▸ Source records

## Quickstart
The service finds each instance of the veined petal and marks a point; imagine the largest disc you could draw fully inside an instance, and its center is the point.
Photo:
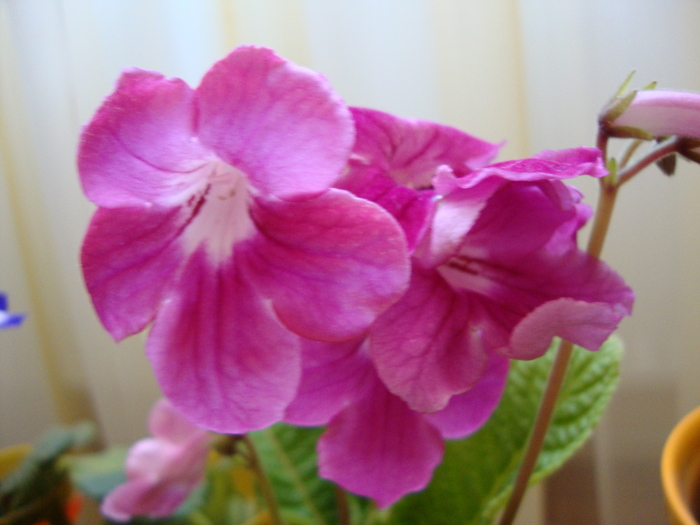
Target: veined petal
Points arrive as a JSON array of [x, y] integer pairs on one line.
[[585, 324], [330, 264], [526, 219], [140, 147], [410, 150], [426, 347], [663, 113], [218, 352], [279, 123], [168, 424], [467, 412], [413, 209], [334, 376], [546, 165], [379, 448], [130, 257]]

▸ Problem to solve
Rewrite every line of the records above, keeping the requests unchanged, and shift each point coordinate in the answers by adding 6 to it. Leave the pictures out of your answer.

▸ Task solution
## Quickstart
The service finds each instance of the veined petal and marks a point; imagine the largest disc you could draw fully inside an instance, and its center is the point.
Photo:
Target: veined petal
Points arrive as a JSON array of [x, y] integer pairs on one line.
[[591, 330], [336, 270], [532, 225], [146, 153], [416, 156], [432, 353], [669, 119], [224, 358], [285, 129], [174, 430], [473, 418], [419, 215], [340, 382], [552, 171], [385, 454], [136, 263]]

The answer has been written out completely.